What this task involves:
Please set down, unchanged, the line containing "[point] every instance of the distant" and all the lines that follow it until the data below ends.

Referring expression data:
——————
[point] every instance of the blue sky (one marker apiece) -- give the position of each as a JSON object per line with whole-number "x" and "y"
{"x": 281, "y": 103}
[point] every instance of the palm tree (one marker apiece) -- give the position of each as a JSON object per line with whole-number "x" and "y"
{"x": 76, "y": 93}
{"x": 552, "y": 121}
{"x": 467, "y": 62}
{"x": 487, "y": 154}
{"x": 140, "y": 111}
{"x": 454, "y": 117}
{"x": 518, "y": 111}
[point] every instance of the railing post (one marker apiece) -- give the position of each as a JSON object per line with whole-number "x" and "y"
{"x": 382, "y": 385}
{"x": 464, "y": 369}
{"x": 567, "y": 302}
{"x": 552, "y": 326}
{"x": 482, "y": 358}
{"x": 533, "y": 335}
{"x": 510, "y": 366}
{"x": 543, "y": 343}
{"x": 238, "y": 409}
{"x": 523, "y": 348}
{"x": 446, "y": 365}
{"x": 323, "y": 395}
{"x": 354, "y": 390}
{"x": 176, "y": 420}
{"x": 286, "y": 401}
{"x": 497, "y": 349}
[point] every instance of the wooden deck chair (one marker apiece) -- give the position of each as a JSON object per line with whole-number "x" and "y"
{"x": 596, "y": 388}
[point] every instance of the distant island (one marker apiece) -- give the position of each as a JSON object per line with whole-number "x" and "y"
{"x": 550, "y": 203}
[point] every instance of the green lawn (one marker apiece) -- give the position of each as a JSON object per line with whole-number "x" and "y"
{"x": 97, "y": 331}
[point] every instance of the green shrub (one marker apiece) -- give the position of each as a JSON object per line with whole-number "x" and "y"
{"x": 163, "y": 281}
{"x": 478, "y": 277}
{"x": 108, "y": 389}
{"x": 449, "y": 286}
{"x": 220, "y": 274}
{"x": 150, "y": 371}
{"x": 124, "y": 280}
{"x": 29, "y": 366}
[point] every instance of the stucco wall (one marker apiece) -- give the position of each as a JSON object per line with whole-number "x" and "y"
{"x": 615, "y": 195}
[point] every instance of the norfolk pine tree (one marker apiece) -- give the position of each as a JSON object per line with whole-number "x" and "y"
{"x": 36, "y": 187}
——————
Response to the exercise:
[point] every instance of the distant island (one marker apiece) -- give the position of each as a JSON object per line with whole-number "x" and "y"
{"x": 550, "y": 203}
[point] every instance of the green lawn (one marker apiece) -- give the position of each as a JSON object per line with whole-number "x" and "y"
{"x": 97, "y": 331}
[point] every instance of the green shrub (one marker apiece) -- give the position of each as a JSON object per line with whole-number "x" and "y"
{"x": 163, "y": 281}
{"x": 478, "y": 277}
{"x": 108, "y": 389}
{"x": 449, "y": 286}
{"x": 220, "y": 274}
{"x": 150, "y": 371}
{"x": 124, "y": 280}
{"x": 29, "y": 366}
[point] every instance of the stucco wall (one marker apiece) -- give the position of each as a JSON object per line with whole-number "x" and "y"
{"x": 615, "y": 195}
[point] every instance of the norfolk pine tree (one marker apiece) -- give the position of each as a JSON object per line with whole-number "x" and "y"
{"x": 36, "y": 187}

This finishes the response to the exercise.